▸ **Dataset entries**
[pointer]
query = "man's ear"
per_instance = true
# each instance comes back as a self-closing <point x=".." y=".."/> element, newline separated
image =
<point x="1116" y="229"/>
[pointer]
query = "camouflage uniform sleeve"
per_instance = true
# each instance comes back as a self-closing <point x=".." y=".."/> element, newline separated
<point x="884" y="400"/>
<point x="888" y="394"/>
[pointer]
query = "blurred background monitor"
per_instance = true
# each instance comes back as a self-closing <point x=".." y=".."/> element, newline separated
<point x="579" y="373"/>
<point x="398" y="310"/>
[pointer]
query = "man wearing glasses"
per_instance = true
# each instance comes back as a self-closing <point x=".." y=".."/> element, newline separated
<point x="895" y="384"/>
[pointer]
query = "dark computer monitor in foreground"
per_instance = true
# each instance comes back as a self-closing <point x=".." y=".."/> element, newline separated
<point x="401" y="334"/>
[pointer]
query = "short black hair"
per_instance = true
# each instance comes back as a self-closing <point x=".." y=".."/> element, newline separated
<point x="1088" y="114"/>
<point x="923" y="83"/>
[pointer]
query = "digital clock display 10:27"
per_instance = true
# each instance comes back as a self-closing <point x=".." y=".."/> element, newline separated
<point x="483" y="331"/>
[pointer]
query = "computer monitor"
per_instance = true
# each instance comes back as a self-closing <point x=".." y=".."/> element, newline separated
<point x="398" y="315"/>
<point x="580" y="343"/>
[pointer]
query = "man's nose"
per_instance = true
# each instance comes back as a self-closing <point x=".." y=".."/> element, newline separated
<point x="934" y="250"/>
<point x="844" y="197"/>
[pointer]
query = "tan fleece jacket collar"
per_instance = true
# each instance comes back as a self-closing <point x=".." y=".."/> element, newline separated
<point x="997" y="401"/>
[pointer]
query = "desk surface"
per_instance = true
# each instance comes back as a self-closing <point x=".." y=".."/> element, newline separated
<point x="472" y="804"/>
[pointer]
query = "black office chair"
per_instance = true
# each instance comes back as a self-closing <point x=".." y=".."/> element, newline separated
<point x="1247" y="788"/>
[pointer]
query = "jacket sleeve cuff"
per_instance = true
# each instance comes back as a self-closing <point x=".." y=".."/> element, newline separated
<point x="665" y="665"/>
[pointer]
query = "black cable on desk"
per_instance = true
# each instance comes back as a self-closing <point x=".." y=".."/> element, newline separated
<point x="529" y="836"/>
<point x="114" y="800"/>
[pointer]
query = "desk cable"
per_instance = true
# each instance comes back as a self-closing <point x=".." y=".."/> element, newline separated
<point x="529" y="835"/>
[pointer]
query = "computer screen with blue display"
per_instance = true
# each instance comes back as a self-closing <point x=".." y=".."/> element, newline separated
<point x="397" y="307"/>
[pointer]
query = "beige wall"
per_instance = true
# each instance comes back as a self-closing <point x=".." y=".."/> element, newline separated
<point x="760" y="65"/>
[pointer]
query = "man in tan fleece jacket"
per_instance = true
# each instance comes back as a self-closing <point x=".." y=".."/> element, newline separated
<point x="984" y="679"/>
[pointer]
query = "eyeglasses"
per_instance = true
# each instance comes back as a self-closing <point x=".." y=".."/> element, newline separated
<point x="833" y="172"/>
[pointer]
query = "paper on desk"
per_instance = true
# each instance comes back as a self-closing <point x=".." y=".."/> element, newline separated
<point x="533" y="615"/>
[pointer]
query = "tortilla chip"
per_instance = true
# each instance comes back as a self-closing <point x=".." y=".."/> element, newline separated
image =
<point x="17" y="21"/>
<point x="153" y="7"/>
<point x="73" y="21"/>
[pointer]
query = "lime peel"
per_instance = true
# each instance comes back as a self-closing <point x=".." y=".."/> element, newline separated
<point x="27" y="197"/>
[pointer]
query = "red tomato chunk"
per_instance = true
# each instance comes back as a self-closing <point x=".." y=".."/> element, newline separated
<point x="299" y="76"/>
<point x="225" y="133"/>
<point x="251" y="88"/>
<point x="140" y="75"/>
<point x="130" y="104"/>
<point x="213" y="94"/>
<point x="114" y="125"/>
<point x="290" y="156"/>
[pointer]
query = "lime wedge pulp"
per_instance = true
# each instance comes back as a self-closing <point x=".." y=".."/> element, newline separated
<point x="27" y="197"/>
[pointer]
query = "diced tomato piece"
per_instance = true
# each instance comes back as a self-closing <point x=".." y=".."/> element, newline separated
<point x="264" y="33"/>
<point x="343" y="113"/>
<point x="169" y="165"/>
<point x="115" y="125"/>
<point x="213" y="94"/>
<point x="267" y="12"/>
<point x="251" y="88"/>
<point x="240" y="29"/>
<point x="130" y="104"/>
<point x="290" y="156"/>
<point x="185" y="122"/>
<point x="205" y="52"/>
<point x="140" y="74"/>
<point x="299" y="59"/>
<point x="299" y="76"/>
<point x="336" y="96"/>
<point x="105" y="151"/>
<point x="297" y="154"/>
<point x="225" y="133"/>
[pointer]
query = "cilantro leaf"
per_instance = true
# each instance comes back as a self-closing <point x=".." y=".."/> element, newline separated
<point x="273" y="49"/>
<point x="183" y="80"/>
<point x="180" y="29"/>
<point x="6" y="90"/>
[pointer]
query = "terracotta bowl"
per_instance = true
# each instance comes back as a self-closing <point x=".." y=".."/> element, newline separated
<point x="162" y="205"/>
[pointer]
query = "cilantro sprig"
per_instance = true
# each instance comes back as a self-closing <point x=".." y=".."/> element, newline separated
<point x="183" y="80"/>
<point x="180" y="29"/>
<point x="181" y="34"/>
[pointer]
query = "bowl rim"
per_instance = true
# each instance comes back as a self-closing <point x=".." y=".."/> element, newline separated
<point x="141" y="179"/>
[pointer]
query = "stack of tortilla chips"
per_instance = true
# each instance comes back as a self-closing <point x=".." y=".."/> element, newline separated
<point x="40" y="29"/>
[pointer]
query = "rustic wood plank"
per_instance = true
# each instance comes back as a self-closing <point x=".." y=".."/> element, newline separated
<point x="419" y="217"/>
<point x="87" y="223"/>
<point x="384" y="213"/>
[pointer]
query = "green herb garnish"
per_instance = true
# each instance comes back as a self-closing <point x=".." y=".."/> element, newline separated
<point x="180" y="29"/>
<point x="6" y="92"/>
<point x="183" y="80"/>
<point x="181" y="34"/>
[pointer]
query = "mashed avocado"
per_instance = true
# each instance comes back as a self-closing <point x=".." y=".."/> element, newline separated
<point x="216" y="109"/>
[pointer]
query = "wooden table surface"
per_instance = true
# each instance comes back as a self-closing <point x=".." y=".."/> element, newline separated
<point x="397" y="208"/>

▸ **Exercise objective**
Where a line of the records above holds the word "bowl", copy that line.

▸ **Written answer**
query = "terracotta bowl"
query = "bowl rim"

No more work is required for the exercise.